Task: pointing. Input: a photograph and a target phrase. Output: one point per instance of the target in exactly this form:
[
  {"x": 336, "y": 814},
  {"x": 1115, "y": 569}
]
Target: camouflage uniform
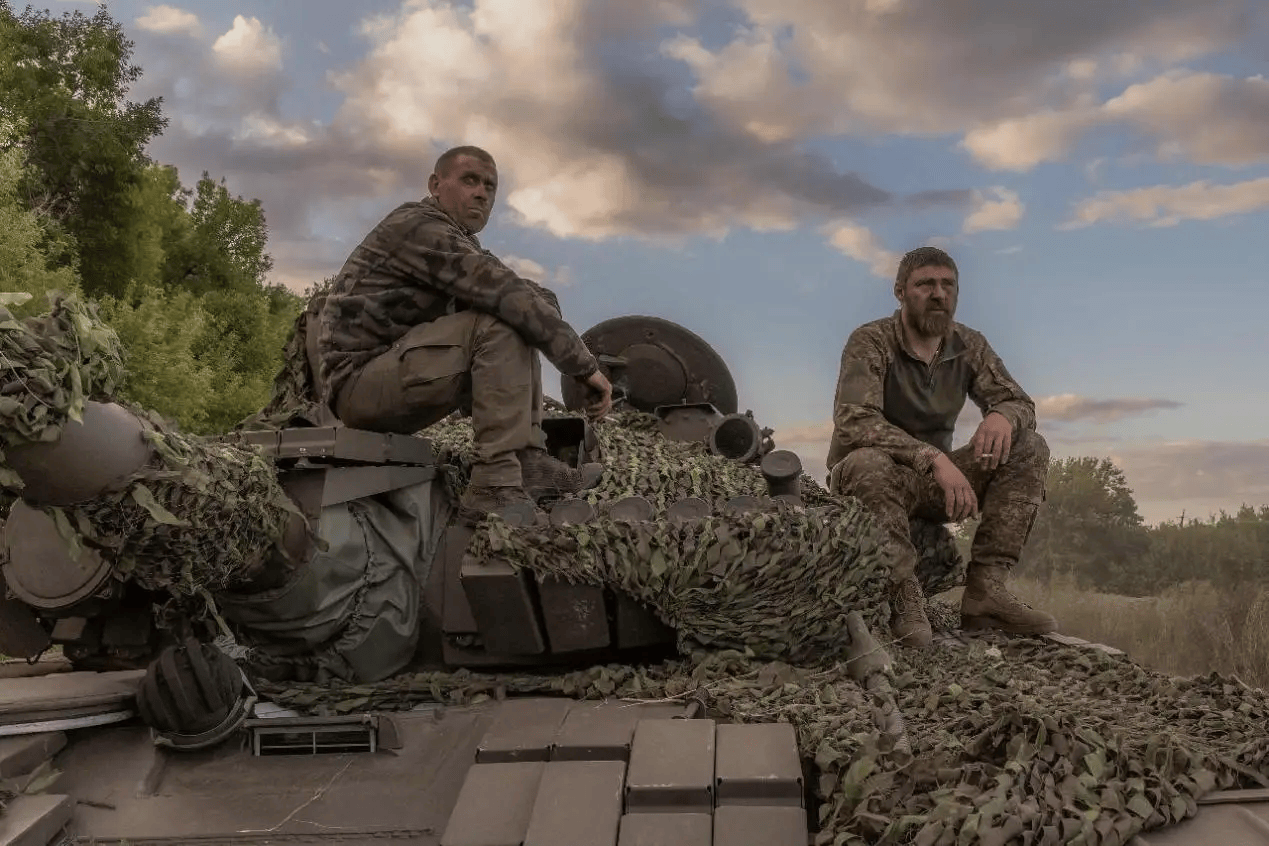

====

Exercise description:
Pick out and copy every line of the material that contains the word "instance", treating uppercase and lowercase as different.

Solution to this task:
Task: pointing. Input: a photograph and a target phrase. Output: one point per instance of the target in exactly this form:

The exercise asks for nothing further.